**Records shown:**
---

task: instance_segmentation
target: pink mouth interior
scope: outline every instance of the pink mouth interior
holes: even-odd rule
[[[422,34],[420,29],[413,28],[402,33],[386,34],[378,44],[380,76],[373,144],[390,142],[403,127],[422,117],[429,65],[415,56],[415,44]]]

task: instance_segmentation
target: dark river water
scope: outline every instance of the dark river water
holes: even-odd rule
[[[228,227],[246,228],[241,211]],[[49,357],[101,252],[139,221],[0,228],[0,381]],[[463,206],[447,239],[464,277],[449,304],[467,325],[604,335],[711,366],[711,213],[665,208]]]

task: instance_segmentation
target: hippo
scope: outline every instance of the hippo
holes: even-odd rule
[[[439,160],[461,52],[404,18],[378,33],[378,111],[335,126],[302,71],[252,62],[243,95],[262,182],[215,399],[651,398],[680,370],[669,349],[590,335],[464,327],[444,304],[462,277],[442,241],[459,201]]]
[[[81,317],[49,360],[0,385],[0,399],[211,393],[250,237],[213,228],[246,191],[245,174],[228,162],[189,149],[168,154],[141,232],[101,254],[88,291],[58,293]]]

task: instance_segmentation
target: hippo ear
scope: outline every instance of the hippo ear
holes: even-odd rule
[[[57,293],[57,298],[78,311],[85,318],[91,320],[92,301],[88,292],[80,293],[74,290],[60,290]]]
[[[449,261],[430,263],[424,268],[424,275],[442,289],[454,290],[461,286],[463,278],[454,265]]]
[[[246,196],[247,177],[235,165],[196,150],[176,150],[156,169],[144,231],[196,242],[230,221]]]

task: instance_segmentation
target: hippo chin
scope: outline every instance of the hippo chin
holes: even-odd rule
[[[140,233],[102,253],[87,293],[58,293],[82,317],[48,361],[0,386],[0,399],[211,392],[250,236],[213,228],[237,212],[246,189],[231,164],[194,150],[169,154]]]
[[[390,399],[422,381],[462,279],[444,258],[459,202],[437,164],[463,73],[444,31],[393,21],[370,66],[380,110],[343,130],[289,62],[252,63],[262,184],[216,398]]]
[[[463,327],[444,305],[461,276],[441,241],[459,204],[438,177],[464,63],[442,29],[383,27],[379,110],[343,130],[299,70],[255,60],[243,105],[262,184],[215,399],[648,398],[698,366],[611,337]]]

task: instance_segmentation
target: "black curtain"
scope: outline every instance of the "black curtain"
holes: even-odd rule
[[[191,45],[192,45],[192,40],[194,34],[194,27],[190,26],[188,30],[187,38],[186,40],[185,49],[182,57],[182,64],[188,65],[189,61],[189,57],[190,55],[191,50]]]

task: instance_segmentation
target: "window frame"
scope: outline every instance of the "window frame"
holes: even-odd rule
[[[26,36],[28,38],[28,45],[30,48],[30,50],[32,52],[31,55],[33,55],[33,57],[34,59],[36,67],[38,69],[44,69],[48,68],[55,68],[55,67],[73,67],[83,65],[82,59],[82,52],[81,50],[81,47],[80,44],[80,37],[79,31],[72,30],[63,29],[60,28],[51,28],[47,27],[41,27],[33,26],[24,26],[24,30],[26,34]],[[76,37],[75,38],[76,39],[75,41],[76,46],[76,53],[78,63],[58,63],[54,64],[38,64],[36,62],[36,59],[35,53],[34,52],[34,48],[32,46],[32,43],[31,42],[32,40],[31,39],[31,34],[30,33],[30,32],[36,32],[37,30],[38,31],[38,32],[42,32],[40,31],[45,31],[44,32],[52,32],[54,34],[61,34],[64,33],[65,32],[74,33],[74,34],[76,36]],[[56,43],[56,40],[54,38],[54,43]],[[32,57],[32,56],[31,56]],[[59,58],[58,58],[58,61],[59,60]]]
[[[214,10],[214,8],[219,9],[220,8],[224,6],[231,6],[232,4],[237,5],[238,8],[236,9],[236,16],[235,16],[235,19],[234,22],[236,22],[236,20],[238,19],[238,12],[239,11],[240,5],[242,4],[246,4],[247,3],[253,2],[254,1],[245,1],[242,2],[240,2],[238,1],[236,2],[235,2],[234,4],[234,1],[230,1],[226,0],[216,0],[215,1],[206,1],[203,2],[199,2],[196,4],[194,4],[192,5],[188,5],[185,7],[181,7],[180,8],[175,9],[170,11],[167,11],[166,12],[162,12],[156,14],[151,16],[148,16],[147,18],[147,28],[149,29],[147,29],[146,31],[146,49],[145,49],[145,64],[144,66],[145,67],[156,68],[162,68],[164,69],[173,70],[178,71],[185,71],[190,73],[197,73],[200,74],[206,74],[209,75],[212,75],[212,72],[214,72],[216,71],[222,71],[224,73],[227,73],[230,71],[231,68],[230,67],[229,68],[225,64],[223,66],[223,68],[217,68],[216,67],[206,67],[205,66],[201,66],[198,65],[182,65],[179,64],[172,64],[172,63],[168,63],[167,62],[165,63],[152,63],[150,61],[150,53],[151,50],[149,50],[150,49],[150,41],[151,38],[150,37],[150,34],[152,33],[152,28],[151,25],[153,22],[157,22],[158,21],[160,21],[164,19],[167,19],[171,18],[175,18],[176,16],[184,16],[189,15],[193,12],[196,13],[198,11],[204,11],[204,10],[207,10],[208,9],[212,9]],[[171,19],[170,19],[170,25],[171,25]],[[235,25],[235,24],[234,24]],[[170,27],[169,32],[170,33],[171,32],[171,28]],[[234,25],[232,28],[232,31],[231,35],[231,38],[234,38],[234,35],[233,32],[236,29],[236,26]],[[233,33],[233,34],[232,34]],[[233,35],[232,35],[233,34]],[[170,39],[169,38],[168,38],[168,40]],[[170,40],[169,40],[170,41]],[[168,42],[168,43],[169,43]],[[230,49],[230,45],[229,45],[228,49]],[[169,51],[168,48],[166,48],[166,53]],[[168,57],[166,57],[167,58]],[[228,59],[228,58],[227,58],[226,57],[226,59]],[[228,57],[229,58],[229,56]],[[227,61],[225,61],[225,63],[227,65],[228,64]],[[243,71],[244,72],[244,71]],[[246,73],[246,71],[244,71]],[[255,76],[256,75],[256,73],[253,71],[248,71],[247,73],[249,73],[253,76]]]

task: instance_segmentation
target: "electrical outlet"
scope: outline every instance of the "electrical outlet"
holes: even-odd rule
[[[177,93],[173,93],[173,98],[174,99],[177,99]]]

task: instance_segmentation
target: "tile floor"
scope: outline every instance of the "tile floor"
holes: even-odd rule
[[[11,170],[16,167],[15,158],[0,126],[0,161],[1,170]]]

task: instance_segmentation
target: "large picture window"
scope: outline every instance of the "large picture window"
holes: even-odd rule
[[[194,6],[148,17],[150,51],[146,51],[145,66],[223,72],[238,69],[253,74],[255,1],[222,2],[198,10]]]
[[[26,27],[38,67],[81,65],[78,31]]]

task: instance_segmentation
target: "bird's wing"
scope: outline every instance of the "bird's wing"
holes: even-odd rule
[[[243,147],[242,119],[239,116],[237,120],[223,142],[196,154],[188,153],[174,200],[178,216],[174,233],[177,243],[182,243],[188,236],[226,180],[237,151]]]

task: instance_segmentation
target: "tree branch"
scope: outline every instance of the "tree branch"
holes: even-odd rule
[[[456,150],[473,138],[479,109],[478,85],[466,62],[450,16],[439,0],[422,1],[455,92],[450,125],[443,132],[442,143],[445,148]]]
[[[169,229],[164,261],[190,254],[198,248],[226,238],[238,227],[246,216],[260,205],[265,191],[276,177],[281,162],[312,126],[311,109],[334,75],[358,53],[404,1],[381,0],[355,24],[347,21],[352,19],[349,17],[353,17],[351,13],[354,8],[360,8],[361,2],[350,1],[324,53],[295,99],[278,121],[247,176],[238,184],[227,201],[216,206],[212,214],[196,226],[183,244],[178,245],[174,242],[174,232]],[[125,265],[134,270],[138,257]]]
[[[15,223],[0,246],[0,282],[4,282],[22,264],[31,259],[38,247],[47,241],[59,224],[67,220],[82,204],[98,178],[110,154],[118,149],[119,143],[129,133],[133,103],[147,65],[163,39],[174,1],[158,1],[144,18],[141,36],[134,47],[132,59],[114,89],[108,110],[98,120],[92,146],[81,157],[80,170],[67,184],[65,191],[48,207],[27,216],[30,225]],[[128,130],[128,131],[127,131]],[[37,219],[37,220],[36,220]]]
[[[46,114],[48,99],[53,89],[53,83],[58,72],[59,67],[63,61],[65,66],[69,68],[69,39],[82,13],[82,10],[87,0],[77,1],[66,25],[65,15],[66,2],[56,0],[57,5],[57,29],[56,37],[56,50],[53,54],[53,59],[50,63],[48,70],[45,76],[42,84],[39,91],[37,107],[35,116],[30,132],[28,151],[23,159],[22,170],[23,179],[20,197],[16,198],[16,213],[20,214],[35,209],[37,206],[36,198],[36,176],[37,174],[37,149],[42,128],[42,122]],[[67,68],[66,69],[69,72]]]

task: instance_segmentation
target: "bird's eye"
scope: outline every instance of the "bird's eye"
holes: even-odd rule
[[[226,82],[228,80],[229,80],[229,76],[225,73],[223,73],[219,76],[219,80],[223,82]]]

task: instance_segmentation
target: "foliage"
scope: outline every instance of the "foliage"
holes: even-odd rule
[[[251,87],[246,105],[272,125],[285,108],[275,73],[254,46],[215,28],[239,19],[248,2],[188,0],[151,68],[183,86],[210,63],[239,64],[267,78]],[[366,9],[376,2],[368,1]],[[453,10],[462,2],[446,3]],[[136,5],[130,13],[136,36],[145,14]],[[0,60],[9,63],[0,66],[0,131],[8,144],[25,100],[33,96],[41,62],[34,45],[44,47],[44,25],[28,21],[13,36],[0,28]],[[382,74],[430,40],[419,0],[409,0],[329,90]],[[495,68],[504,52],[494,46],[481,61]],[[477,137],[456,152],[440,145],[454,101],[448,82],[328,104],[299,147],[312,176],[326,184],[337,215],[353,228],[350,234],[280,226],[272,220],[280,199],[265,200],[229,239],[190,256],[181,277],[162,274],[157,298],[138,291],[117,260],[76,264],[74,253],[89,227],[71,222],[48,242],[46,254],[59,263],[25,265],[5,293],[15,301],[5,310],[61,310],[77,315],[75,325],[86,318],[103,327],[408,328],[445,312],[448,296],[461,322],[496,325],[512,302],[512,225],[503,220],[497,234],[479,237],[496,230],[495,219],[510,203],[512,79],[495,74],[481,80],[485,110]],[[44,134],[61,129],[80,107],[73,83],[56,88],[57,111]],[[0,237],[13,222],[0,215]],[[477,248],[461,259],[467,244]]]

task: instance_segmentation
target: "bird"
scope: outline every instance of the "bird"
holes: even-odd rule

---

Pull out each line of the items above that contains the string "wing", matching case exactly.

**Answer in full:**
target: "bird's wing"
scope: outline every instance of the "bird's wing"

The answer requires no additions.